Activity |
Lines from the start of the data through the line containing "Where can the tree be" must be given again exactly. Leave the others out.

════════════════

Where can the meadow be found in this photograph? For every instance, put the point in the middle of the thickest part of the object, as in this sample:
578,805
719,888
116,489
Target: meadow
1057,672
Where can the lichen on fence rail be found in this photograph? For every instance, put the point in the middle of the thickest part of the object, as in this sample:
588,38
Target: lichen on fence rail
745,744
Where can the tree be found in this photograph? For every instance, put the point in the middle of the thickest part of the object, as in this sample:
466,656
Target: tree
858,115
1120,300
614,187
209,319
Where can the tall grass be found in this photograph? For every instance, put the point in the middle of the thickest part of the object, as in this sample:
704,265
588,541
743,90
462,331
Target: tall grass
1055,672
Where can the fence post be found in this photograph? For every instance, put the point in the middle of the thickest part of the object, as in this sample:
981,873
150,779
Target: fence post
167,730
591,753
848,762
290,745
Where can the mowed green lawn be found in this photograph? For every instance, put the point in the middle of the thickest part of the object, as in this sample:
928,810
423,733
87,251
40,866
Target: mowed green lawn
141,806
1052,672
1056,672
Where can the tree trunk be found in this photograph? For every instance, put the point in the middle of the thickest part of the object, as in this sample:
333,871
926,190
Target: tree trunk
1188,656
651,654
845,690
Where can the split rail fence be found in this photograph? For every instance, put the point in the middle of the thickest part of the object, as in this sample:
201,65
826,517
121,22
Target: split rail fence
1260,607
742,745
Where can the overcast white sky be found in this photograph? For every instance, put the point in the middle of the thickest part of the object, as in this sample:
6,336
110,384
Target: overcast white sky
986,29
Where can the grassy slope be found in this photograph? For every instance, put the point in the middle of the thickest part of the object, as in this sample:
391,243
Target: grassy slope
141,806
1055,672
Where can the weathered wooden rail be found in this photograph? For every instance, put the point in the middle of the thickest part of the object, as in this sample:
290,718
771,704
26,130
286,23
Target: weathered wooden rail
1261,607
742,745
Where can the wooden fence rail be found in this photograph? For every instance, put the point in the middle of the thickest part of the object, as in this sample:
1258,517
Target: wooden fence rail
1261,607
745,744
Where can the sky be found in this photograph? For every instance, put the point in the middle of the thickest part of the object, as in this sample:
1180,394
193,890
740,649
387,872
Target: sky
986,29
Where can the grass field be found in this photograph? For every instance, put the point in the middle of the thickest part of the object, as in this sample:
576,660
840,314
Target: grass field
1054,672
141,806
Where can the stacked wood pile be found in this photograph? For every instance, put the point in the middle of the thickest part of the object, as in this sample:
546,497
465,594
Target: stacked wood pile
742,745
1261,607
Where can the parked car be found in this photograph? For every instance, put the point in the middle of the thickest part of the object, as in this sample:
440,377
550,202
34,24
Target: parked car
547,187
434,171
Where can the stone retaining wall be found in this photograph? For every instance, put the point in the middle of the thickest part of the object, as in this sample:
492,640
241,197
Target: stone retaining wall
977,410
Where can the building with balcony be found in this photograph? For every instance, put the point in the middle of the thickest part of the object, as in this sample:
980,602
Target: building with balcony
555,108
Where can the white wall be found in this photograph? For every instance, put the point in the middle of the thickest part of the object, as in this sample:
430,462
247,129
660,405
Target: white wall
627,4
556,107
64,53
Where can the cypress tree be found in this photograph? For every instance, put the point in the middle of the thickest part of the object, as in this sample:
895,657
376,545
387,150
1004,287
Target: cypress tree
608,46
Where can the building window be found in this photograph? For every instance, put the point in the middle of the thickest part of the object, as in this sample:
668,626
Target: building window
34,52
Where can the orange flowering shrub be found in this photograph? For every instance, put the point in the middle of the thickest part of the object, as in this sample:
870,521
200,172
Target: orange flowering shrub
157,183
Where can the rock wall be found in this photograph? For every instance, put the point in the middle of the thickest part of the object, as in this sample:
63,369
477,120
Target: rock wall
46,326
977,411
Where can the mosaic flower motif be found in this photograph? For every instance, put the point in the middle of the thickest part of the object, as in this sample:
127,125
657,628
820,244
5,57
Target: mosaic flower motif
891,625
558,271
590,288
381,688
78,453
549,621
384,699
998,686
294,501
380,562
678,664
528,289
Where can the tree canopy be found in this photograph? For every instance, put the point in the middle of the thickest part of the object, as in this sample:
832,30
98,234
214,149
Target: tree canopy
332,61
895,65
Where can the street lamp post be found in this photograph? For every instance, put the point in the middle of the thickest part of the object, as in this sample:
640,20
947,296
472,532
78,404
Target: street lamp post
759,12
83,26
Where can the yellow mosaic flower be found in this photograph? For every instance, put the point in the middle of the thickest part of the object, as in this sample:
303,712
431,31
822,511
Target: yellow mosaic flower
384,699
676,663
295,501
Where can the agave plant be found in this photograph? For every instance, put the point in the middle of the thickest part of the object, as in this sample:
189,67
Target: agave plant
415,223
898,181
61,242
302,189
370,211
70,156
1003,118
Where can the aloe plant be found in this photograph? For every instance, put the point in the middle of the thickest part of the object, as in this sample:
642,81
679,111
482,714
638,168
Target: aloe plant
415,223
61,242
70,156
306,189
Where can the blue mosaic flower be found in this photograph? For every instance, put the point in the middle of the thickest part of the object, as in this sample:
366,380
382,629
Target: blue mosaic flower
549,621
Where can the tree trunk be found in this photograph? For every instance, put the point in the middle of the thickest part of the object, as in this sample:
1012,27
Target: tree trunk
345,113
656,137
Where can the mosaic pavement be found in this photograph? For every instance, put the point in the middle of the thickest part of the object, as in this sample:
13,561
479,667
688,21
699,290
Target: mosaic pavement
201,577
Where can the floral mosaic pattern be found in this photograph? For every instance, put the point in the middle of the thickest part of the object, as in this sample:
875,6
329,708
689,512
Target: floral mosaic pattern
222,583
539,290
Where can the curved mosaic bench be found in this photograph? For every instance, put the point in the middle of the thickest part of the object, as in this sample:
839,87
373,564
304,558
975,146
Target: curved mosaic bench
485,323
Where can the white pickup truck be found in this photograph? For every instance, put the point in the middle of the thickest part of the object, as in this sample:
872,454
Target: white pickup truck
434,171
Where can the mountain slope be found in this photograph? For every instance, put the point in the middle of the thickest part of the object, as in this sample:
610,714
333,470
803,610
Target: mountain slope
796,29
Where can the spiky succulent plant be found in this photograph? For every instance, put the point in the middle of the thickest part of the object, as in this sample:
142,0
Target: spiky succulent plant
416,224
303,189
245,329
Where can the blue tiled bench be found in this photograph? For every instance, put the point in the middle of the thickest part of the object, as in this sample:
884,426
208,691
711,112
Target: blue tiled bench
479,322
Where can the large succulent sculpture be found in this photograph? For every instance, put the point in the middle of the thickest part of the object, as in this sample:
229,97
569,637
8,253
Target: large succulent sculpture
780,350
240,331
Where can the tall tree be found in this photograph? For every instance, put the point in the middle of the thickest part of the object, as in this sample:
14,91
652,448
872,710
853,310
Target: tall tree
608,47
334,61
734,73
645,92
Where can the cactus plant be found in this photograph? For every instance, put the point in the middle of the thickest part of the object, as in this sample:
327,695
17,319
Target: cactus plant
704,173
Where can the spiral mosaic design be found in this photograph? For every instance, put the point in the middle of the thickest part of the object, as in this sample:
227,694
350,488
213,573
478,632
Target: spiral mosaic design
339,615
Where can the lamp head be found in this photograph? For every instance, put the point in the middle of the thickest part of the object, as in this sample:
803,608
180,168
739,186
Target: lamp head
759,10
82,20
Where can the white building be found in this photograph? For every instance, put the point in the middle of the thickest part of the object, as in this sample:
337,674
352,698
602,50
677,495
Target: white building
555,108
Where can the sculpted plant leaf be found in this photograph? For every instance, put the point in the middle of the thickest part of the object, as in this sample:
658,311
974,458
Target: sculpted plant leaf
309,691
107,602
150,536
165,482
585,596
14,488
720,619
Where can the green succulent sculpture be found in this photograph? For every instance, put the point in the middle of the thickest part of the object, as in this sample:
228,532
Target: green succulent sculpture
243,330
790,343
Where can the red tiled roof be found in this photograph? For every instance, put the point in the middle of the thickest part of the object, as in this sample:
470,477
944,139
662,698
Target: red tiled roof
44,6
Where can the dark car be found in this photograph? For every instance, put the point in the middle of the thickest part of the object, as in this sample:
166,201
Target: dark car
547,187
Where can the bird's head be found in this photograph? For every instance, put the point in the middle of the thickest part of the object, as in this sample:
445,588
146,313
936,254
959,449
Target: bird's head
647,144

════════════════

Solution for this problem |
Where can the meadow be found in this photograph? For every instance, put the point in the middle of the thickest part of the object, as in this sample:
578,805
719,888
116,489
Target: meadow
1057,672
Where can the lichen on fence rail be found in this photograph? For every instance, put the point in the middle of the thickest part of the object, as in this sample:
588,38
Target: lichen on fence rail
745,744
Where can the tree be found in this photograph? For every instance, put the point in the middle of the thickest part of the object, as in this sample:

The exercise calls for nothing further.